### Exercice proposé A
Dans la liste, renommez « white car » en « silver car » sur le passage allant de la ligne contenant « Where can the car » jusqu'à celle contenant « pixel 117 194 », ces deux lignes comprises, sans rien changer d'autre. Ne reproduisez que ce passage.

### Texte source
Réflexions du compañero Fidel

PIEDAD CÓRDOBA ET SON COMBAT POUR LA PAIX

On a appris voilà trois jours que le procureur général de la Colombie, Alejandro Ordóñez Maldonado, avait destitué la prestigieuse sénatrice Piedad Córdoba et l’avait interdite pour dix-huit ans de l’exercice de toute responsabilité politique pour avoir censément encouragé les Forces armées révolutionnaires de Colombie (FARC) et collaboré avec elles. Placée devant une mesure si inhabituelle et si draconienne contre elle, cette élue de la plus haute institution législative de l’Etat n’a pourtant d’autre recours que de se pourvoir devant ce même procureur qui l’a adoptée…

Logiquement, une décision si arbitraire ne pouvait que provoquer la condamnation des personnalités politiques les plus diverses, dont d’anciens prisonniers des FARC et des proches de ceux qui ont été libérés grâce aux démarches de la sénateur, d’anciens candidats à la présidence, des personnes qui ont occupé cette haute fonction et d’autres encore qui ont été ou sont toujours sénateurs ou membres du pouvoir législatif.

Piedad Córdoba est une femme intelligente et vaillante, qui exprime brillamment ses idées et dont la pensée est bien solide. Elle m’a rendu visite voilà quelques semaines à peine en compagnie de personnalités, dont un jésuite d’une honnêteté notable. Animés d’un profond désir de ramener la paix dans leur pays, ils venaient demander la coopération de Cuba, car ils se rappelaient que, des années durant et à la demande du gouvernement colombien lui-même, nous avons prêté notre territoire et notre collaboration à l’organisation, à La Havane, de réunions entre des représentants de ce gouvernement et de l’ELN.

La décision adoptée par le procureur général ne me surprend pas du tout, car elle répond à la politique officielle de ce pays virtuellement occupé par les troupes yankees.

Comme je n’aime pas parler à mots couverts, je dirai ce que je pense. Voilà à peine une semaine, le jeudi 23 septembre, après avoir discuté pendant trois jours les laborieux Objectifs du Millénaire pour le développement, l’Assemblée générale des Nations Unies a ouvert sa soixante-cinquième session en présence de chefs d’État ou de hauts représentants de chaque pays. Le premier intervenant devait être, comme à l’accoutumé, le secrétaire général, et le second, aussitôt après, le président des États-Unis, pays siège et soi-disant maître du monde. L’ouverture était fixée à neuf heures du matin.

Logiquement, je tenais à savoir ce que dirait l’illustre Barack Obama, Prix Nobel de la paix, aussitôt après l’intervention de Ban Ki-moon. Je pensais naïvement que CNN en espagnol ou en anglais transmettrait le discours, généralement bref, d’Obama. C’est d’ailleurs par ce biais que j’avais écouté, deux ans auparavant, les débats des candidats à la présidence à Las Vegas.

L’heure prévue était déjà passée, mais CNN n’offrait que des nouvelles apparemment spectaculaires sur la mort d’un chef guérillero colombien, des nouvelles importantes, certes, mais sans plus. Moi, en revanche, je tenais toujours à savoir ce que disait Obama sur les gravissimes problèmes que souffre notre monde.

### Exercice proposé B
Répondez aux questions suivantes d'après le texte source.
(i) Pour combien d'années Piedad Córdoba a-t-elle été interdite d'exercer toute responsabilité politique ?
(ii) Dans quelle ville Cuba a-t-elle accueilli les réunions entre des représentants du gouvernement colombien et de l'ELN ?
(iii) Quel jour l'Assemblée générale des Nations Unies a-t-elle ouvert sa soixante-cinquième session ?

Annotations par points pour les photos:
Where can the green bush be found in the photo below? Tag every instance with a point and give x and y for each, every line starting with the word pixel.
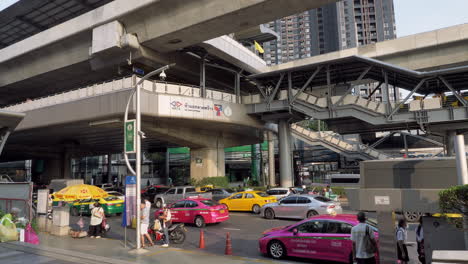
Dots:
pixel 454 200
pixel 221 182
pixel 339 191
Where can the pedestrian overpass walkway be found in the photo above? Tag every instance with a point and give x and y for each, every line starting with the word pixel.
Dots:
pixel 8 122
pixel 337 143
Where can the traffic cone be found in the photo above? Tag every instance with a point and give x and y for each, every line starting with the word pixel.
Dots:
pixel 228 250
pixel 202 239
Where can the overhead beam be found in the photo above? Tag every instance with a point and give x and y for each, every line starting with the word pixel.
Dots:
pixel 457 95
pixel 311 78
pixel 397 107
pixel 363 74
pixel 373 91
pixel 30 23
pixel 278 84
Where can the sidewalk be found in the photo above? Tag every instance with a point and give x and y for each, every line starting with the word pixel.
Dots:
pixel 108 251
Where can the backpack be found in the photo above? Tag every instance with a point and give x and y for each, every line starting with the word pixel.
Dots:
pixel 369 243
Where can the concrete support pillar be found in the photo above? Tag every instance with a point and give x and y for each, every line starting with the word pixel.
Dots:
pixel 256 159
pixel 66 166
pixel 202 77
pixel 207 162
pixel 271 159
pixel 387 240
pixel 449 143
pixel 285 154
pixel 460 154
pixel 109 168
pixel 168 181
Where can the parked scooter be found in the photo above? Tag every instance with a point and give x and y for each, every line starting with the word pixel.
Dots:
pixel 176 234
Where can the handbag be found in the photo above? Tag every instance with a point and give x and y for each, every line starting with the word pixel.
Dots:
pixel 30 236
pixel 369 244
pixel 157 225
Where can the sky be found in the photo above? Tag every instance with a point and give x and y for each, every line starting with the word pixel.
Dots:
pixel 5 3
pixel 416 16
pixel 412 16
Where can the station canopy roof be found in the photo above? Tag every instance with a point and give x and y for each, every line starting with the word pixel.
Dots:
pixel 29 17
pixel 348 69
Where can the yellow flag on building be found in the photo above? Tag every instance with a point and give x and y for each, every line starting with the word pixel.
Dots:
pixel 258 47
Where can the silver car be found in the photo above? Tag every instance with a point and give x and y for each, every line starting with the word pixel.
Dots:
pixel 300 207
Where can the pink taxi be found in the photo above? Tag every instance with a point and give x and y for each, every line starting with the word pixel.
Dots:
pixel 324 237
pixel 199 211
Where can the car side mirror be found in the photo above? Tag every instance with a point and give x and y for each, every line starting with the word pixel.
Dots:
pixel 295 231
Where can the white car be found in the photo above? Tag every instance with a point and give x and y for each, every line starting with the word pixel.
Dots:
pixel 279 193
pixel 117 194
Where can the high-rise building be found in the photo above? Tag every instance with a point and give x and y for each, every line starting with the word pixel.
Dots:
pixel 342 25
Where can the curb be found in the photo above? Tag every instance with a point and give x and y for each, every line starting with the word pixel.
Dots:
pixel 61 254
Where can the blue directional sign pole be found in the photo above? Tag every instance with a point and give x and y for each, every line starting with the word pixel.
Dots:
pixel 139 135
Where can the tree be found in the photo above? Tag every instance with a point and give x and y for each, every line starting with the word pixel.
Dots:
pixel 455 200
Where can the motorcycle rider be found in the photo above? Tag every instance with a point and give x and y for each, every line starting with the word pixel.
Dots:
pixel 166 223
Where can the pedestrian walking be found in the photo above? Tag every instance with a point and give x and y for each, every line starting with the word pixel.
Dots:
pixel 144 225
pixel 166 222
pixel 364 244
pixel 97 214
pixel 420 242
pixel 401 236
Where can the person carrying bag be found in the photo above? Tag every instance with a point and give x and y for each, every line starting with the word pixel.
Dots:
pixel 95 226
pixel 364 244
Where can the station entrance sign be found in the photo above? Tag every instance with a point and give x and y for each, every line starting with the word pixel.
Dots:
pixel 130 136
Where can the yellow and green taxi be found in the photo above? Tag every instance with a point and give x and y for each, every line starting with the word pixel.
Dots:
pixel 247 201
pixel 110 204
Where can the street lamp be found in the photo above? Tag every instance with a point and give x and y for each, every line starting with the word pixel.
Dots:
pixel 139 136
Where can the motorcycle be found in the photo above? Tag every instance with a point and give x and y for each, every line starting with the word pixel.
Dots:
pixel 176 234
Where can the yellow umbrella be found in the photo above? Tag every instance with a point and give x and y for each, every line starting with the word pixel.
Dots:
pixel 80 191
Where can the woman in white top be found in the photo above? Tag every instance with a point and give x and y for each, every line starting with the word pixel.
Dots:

### Résultat obtenu A
Where can the car side mirror be found in the photo above? Tag every instance with a point and give x and y for each, every line starting with the word pixel.
Dots:
pixel 295 231
Where can the silver car be found in the photo above? Tag every instance with a point and give x and y for each, every line starting with the word pixel.
Dots:
pixel 279 193
pixel 117 194

### Résultat obtenu B
(i) Dix-huit ans.
(ii) À La Havane.
(iii) Le jeudi 23 septembre.